Problem: What you produce should match the records exactly, line for line.

Extracted information:
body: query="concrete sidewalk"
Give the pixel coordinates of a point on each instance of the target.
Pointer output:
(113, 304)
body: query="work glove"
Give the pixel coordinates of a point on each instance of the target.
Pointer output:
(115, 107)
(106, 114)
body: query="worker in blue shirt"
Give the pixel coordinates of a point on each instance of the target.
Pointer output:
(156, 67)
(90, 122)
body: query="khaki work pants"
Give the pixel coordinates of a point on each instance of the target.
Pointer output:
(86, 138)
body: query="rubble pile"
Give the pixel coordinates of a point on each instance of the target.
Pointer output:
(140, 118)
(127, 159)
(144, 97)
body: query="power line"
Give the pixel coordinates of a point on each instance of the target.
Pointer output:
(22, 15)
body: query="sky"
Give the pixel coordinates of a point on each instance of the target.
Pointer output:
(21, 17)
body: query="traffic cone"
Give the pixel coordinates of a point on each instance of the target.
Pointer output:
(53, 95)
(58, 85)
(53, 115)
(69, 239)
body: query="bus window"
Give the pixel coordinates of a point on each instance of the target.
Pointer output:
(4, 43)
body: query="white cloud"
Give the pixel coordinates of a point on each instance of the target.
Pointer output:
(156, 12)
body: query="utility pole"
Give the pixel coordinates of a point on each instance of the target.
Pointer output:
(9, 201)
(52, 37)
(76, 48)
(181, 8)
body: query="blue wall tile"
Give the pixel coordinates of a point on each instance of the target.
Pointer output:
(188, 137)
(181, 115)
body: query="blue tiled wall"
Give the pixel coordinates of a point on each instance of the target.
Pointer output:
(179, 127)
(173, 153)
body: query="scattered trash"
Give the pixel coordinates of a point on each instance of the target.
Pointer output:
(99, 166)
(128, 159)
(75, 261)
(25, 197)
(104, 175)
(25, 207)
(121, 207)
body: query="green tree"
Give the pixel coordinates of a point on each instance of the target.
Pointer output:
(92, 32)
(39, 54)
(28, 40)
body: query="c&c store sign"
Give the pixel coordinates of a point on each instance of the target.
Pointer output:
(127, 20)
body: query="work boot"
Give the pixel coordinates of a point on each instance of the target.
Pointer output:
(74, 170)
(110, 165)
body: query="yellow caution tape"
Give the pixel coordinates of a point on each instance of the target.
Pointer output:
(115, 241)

Reply:
body: query="concrete sidewalk"
Give the pixel coordinates of a point on each instance of the target.
Pointer output:
(113, 304)
body: query="work glove"
Give the pixel coordinates of a point on each instance of the target.
Pointer output:
(115, 107)
(106, 114)
body: query="worker in blue shirt"
Give the pixel coordinates of a point on each instance of the target.
Pointer output:
(156, 67)
(90, 122)
body: query="khaki work pants"
Give the pixel coordinates of a point on each instance of the target.
Pointer output:
(86, 138)
body: query="rubble pile"
Give the pixel coordinates of a point on each instance of the target.
Pointer output:
(140, 118)
(127, 159)
(144, 97)
body: query="power line"
Give the pixel coordinates of a point on each instance of the target.
Pointer output:
(22, 15)
body: query="sky"
Give the pixel coordinates of a point on each instance of the target.
Pointer output:
(21, 17)
body: query="traffic cone"
Give the pixel coordinates of a point on each instance of the target.
Pointer output:
(53, 95)
(58, 85)
(53, 115)
(69, 239)
body: query="bus window"
Give the pixel coordinates of a point on each instance of the target.
Pointer output:
(4, 43)
body: query="white cloud"
Give the pixel coordinates of a point on each instance of the target.
Pointer output:
(156, 12)
body: query="utility pole"
Give the pixel coordinates of a point on each instance of the target.
Pointer output:
(9, 201)
(52, 37)
(76, 48)
(181, 8)
body: query="blue wall tile"
Give the pixel coordinates of a point on each instance of the target.
Pointer output:
(188, 137)
(181, 115)
body: query="blue tiled wall"
Give the pixel coordinates of a point on each instance of the target.
Pointer output:
(179, 127)
(173, 153)
body: query="scattered trash"
Give the pixel coordinates of a point on each instance of the target.
Pointer output:
(99, 166)
(128, 159)
(75, 261)
(25, 197)
(104, 175)
(25, 207)
(121, 207)
body: query="green tree"
Give the pixel coordinates of a point on each instance of the target.
Pointer output:
(92, 32)
(39, 54)
(28, 40)
body: query="c&c store sign"
Give the pixel coordinates of a point on each instance of the target.
Pointer output:
(127, 20)
body: query="work boot"
Give the pixel coordinates of a point on each instance of the target.
Pointer output:
(74, 170)
(110, 165)
body: query="yellow caution tape"
Give the pixel coordinates of a point on each instance of the target.
Pointer output:
(115, 241)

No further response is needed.